Pick out every line in the listing below that contains the word "branch", and copy each of those lines.

** Begin **

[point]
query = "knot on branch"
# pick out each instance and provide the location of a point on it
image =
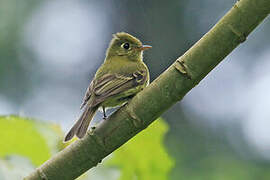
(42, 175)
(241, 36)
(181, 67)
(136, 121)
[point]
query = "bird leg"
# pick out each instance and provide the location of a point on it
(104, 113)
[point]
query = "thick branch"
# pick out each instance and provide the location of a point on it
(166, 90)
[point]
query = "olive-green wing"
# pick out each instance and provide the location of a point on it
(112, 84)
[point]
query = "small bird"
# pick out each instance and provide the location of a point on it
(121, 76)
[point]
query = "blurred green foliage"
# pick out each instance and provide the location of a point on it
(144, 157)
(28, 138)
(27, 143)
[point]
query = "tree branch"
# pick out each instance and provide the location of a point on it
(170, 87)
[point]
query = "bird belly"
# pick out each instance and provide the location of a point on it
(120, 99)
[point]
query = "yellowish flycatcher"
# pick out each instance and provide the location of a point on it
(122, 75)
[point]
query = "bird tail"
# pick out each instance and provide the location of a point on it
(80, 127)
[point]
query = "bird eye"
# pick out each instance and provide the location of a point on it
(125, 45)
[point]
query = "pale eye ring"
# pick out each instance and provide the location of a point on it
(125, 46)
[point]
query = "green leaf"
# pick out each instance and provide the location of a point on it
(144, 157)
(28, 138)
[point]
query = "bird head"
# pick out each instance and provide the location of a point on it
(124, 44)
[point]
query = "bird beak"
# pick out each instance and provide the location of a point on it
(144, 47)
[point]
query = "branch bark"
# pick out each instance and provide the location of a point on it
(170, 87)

** End **
** Begin **

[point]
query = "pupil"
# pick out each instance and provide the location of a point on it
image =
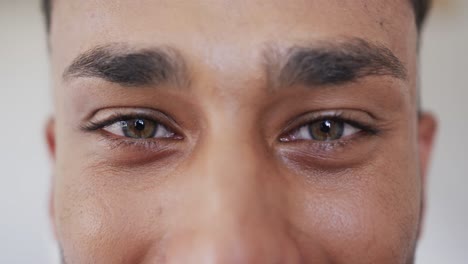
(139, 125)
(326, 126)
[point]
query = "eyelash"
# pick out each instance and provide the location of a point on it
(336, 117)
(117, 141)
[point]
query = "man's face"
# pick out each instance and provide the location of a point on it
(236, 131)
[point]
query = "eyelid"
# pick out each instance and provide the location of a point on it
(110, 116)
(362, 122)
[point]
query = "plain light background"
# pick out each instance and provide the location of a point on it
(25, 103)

** End **

The solution
query = "knot on branch"
query = "thick branch"
query = "tree branch"
query = "branch bark"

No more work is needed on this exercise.